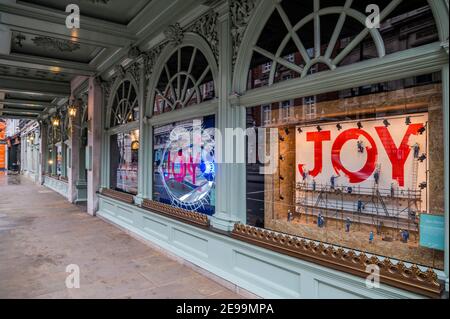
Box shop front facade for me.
[32,0,449,298]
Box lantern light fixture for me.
[51,115,61,127]
[67,103,77,118]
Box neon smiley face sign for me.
[157,119,216,215]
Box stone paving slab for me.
[0,176,242,299]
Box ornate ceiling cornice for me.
[164,23,184,46]
[232,224,444,298]
[32,36,81,52]
[187,10,219,61]
[230,0,258,65]
[89,0,110,4]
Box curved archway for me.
[146,33,218,116]
[105,73,139,129]
[233,0,448,93]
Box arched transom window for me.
[110,80,139,127]
[153,46,215,115]
[248,0,438,89]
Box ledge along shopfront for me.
[34,0,449,298]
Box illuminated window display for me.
[153,116,215,215]
[110,131,139,194]
[247,74,444,269]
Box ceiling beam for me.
[0,112,39,120]
[0,99,53,108]
[0,54,95,76]
[0,3,135,47]
[0,75,71,97]
[2,105,44,115]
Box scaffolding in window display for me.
[296,157,426,240]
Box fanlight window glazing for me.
[153,46,215,115]
[248,0,439,89]
[110,80,139,127]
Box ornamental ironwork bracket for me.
[142,199,209,228]
[232,224,443,298]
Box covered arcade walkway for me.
[0,175,240,299]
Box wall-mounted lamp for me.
[131,141,139,151]
[51,115,61,127]
[418,153,427,163]
[67,103,77,118]
[417,126,427,135]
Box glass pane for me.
[153,116,216,215]
[247,73,445,269]
[110,130,139,195]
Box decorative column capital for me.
[164,23,184,46]
[441,39,448,54]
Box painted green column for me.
[211,3,245,231]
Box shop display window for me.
[110,130,139,195]
[246,73,445,269]
[153,116,216,215]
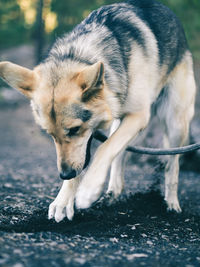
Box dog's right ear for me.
[0,61,36,98]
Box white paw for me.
[106,184,124,199]
[165,197,182,213]
[76,184,102,209]
[48,199,74,222]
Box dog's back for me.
[48,0,188,102]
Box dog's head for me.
[0,62,112,179]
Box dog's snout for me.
[60,163,76,180]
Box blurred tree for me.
[0,0,200,59]
[0,0,28,48]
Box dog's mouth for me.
[60,135,93,180]
[83,134,93,170]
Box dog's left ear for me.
[0,61,36,98]
[78,62,104,102]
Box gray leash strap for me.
[93,131,200,155]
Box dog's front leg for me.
[48,177,79,222]
[76,112,149,208]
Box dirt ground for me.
[0,47,200,267]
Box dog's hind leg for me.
[107,120,125,198]
[161,56,196,212]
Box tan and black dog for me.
[0,0,196,222]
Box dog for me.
[0,0,196,222]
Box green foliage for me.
[0,0,200,59]
[0,0,28,48]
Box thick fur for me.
[0,0,196,221]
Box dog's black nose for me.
[60,163,76,180]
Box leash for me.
[93,130,200,155]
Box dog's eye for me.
[67,126,81,136]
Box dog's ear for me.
[0,61,36,98]
[78,62,104,102]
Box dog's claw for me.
[76,186,101,209]
[48,200,74,223]
[166,198,182,213]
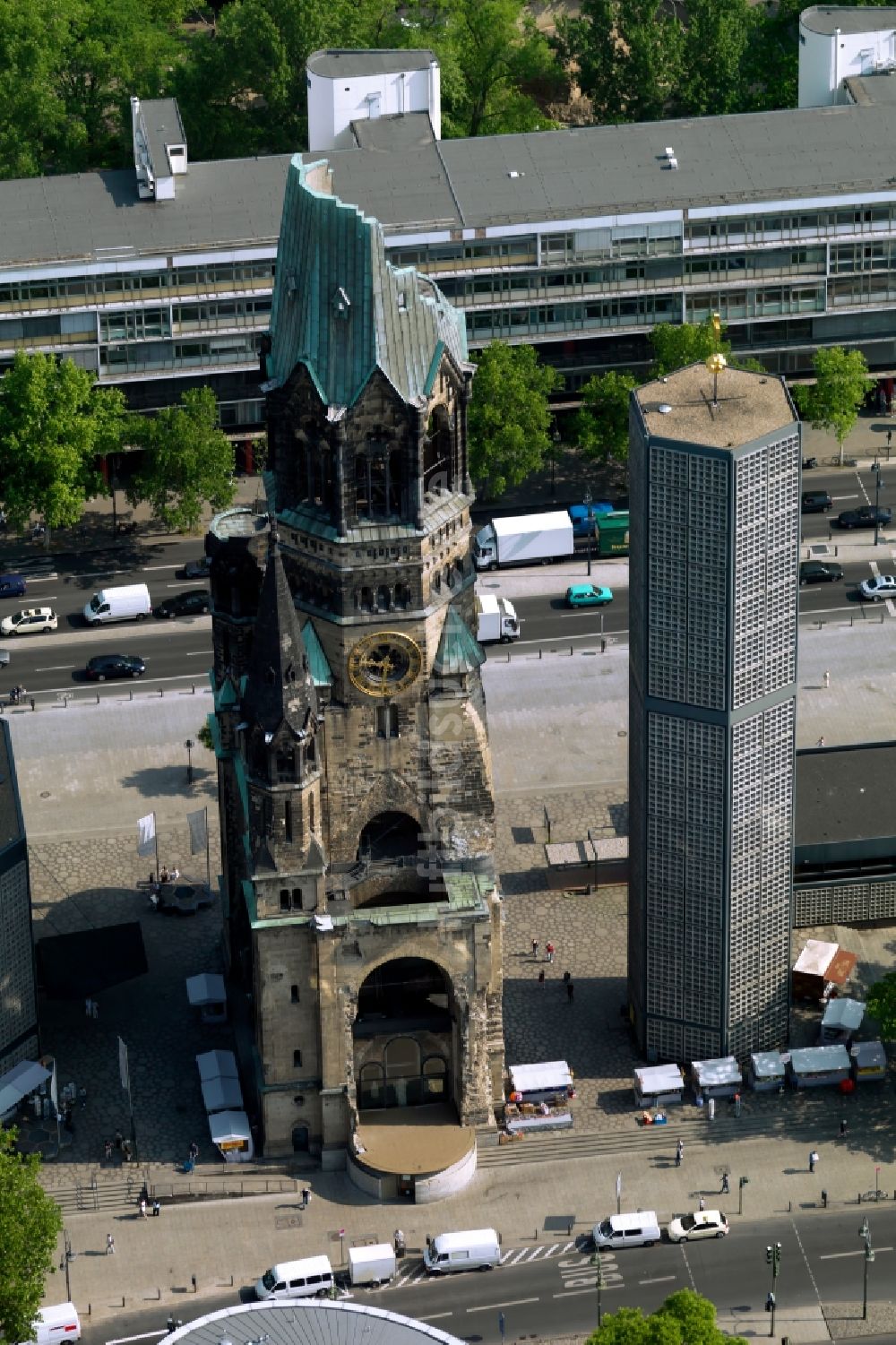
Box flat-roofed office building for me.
[628,365,800,1060]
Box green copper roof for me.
[301,621,332,686]
[268,155,467,406]
[433,604,486,677]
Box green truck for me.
[595,510,628,556]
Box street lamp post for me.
[858,1216,874,1322]
[765,1243,780,1335]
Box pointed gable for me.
[268,156,467,406]
[242,531,317,738]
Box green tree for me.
[0,351,126,537]
[469,341,563,497]
[125,387,236,531]
[0,1130,62,1341]
[574,370,638,462]
[865,971,896,1041]
[650,317,730,378]
[556,0,685,123]
[792,346,874,467]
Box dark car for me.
[799,561,843,583]
[88,653,147,682]
[837,504,893,527]
[155,589,210,617]
[0,574,26,597]
[179,556,211,580]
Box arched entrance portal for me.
[358,813,419,864]
[352,958,453,1111]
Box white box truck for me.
[477,593,520,644]
[349,1243,397,1284]
[474,508,576,570]
[83,583,152,625]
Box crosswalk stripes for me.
[383,1240,576,1289]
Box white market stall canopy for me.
[0,1060,50,1117]
[822,999,865,1031]
[202,1079,242,1112]
[196,1050,239,1084]
[187,971,228,1007]
[692,1056,744,1088]
[749,1050,784,1079]
[209,1111,254,1162]
[635,1065,685,1098]
[510,1060,572,1093]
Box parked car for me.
[177,556,211,580]
[155,589,211,617]
[0,574,26,597]
[0,607,59,634]
[86,653,147,682]
[799,491,834,513]
[566,583,614,607]
[837,504,893,527]
[799,561,843,583]
[668,1209,728,1243]
[849,574,896,602]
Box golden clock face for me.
[349,631,422,695]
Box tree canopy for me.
[0,1130,62,1341]
[587,1289,745,1345]
[469,341,563,499]
[125,387,236,531]
[794,346,874,461]
[0,351,128,532]
[574,370,638,462]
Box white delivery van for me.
[255,1256,332,1298]
[424,1228,501,1275]
[22,1303,81,1345]
[83,583,152,625]
[595,1209,660,1248]
[349,1243,395,1284]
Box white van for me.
[255,1256,332,1298]
[22,1303,81,1345]
[424,1228,501,1275]
[595,1209,660,1246]
[83,583,152,625]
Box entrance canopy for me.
[0,1060,50,1117]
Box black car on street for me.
[86,653,147,682]
[153,589,210,618]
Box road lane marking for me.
[467,1298,539,1313]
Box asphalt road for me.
[83,1206,896,1345]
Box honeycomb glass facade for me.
[628,365,800,1061]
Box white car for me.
[668,1209,728,1243]
[858,574,896,602]
[0,607,59,634]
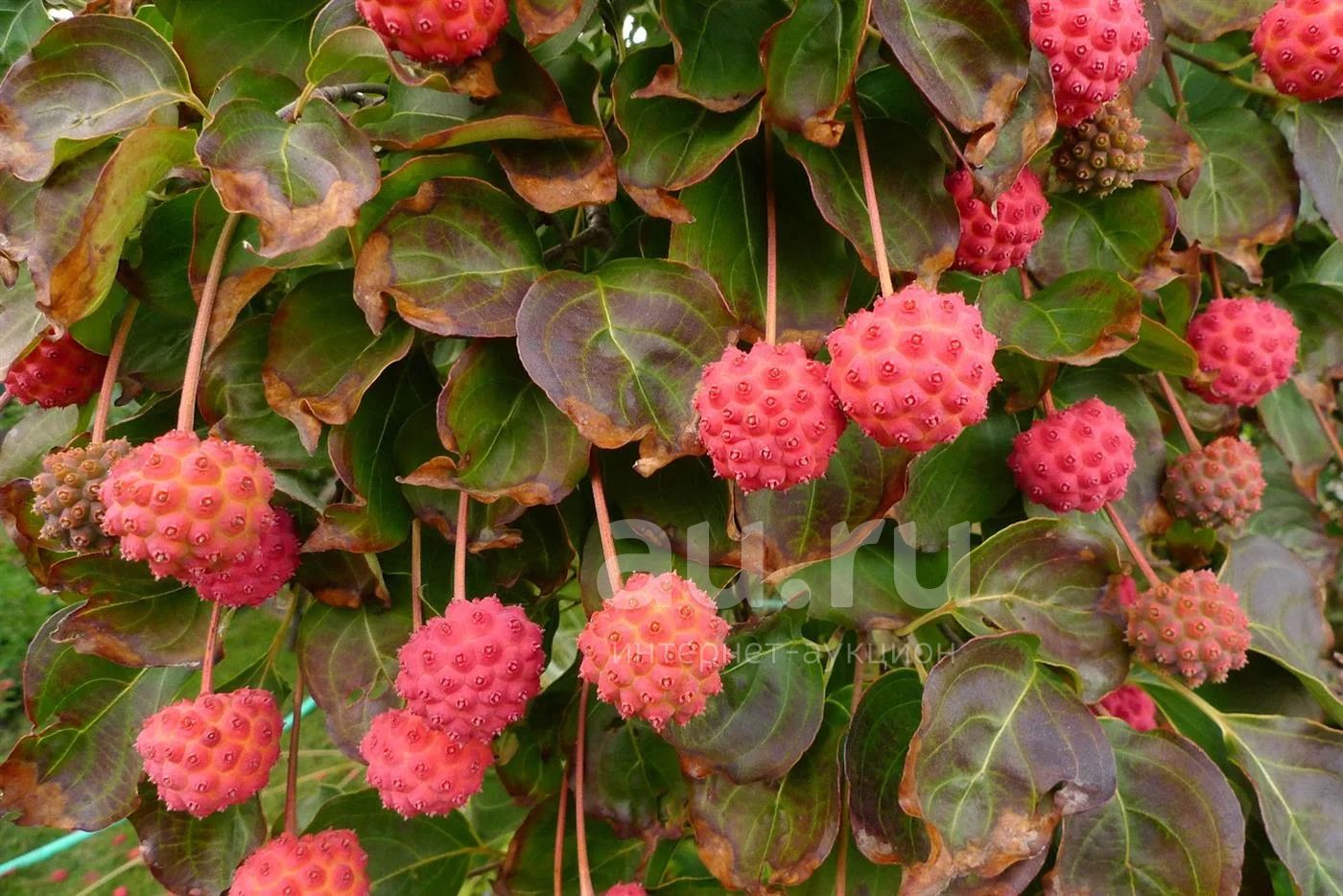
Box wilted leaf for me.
[517,259,735,474]
[0,16,199,180]
[900,634,1115,893]
[355,177,545,336]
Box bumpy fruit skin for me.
[187,507,298,607]
[1128,570,1250,688]
[228,830,369,896]
[33,439,130,554]
[578,573,732,731]
[695,342,847,492]
[355,0,507,66]
[946,168,1048,274]
[4,330,107,407]
[396,595,545,743]
[1185,298,1302,407]
[1007,397,1138,513]
[359,709,494,818]
[101,431,275,581]
[1162,436,1263,527]
[1092,685,1156,731]
[1054,102,1147,196]
[135,688,283,818]
[1250,0,1343,102]
[827,283,998,452]
[1030,0,1152,128]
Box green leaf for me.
[262,271,415,452]
[783,120,960,276]
[668,137,853,349]
[0,610,191,830]
[691,691,849,892]
[355,177,545,336]
[402,340,590,506]
[635,0,789,111]
[0,16,200,181]
[1045,719,1245,896]
[843,669,928,865]
[665,613,826,783]
[196,97,380,258]
[611,47,760,223]
[760,0,872,147]
[979,270,1143,366]
[873,0,1030,134]
[1182,108,1300,278]
[900,634,1115,892]
[517,258,735,474]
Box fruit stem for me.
[285,663,303,835]
[588,449,621,597]
[1105,503,1162,588]
[411,517,424,631]
[200,601,222,695]
[1156,370,1202,452]
[93,296,140,444]
[177,212,242,433]
[765,125,779,345]
[849,101,896,295]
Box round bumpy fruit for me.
[578,573,732,731]
[396,595,545,743]
[228,830,369,896]
[695,342,846,492]
[359,709,494,818]
[946,168,1048,274]
[355,0,507,66]
[1092,685,1156,731]
[101,431,275,581]
[4,330,107,407]
[135,688,283,818]
[33,439,130,554]
[1128,570,1250,688]
[1054,102,1147,196]
[1185,298,1302,407]
[187,507,298,607]
[827,283,998,452]
[1250,0,1343,101]
[1162,436,1263,527]
[1030,0,1152,128]
[1007,397,1138,513]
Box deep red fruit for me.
[4,330,107,407]
[187,507,298,607]
[947,168,1048,274]
[102,431,275,581]
[1162,436,1263,527]
[695,342,847,492]
[396,595,545,743]
[228,830,369,896]
[359,709,494,818]
[1030,0,1152,128]
[1128,570,1250,688]
[1185,298,1302,407]
[1250,0,1343,101]
[578,573,732,731]
[827,283,998,452]
[135,688,283,818]
[1092,685,1156,731]
[1007,397,1138,513]
[355,0,507,66]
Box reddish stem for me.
[177,212,242,433]
[849,101,896,295]
[93,296,140,444]
[1156,370,1202,452]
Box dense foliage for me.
[0,0,1343,896]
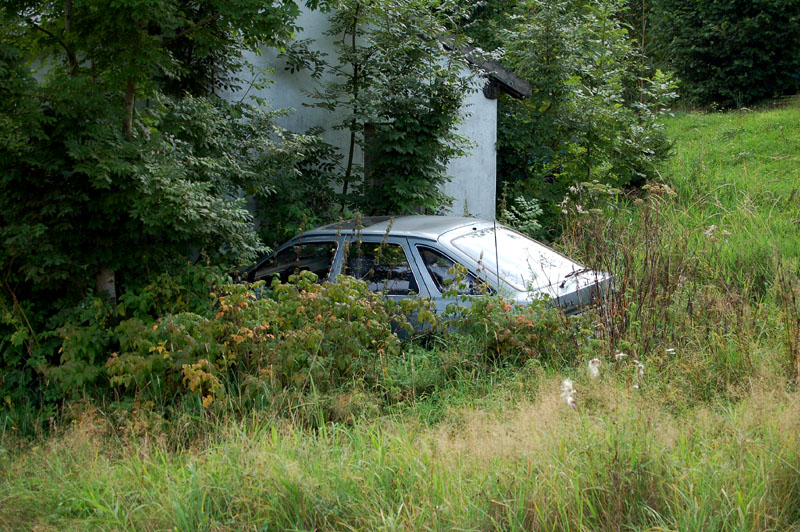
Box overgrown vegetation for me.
[0,0,800,531]
[470,0,677,238]
[0,103,800,531]
[648,0,800,108]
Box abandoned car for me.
[246,216,612,314]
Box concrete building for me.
[224,9,531,220]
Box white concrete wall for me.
[223,9,497,220]
[442,86,497,220]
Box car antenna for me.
[492,218,500,291]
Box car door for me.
[248,236,343,284]
[342,236,430,298]
[409,240,494,313]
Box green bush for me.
[652,0,800,107]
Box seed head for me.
[589,358,601,379]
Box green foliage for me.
[0,0,318,406]
[498,0,676,235]
[497,194,544,238]
[286,0,470,214]
[651,0,800,108]
[447,295,589,367]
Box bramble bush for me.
[3,267,588,428]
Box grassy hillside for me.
[0,102,800,531]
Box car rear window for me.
[452,226,582,291]
[255,241,337,283]
[344,242,419,296]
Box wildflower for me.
[589,358,601,379]
[561,379,575,408]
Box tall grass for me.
[0,378,800,531]
[0,107,800,531]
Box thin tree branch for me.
[25,19,78,75]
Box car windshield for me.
[453,226,582,290]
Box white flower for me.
[561,379,575,397]
[589,358,601,379]
[561,379,575,408]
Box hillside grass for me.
[0,105,800,531]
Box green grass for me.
[0,101,800,531]
[662,100,800,286]
[0,378,800,531]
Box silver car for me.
[247,216,612,314]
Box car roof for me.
[304,215,492,240]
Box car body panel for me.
[247,216,613,314]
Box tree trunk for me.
[122,78,136,140]
[94,266,117,304]
[64,0,78,76]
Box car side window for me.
[254,242,337,283]
[344,242,419,296]
[417,246,486,296]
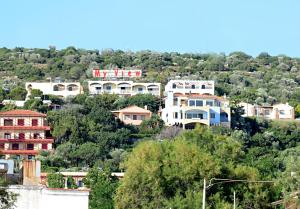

####################

§ **CHALLENGE**:
Change every "car" to "vehicle" in the entries starting with the line that contains "Box wildflower for me." and going on through the line that contains "[247,216,613,314]". Give only those lines again, with everything else left unchanged.

§ **SOLUTION**:
Box wildflower for me.
[589,358,601,379]
[561,379,575,408]
Box tall grass for me.
[0,378,800,531]
[0,107,800,531]
Box thin tree branch for me.
[25,19,78,75]
Box vehicle windshield for me.
[453,226,582,290]
Box white flower for me.
[561,379,575,397]
[589,358,601,379]
[561,379,575,408]
Box hillside grass for me.
[0,105,800,531]
Box green grass for me.
[0,101,800,531]
[662,100,800,286]
[0,378,800,531]
Box silver vehicle for me.
[247,216,612,314]
Box vehicle roof for me.
[304,215,492,240]
Box vehicle body panel for me.
[247,216,613,314]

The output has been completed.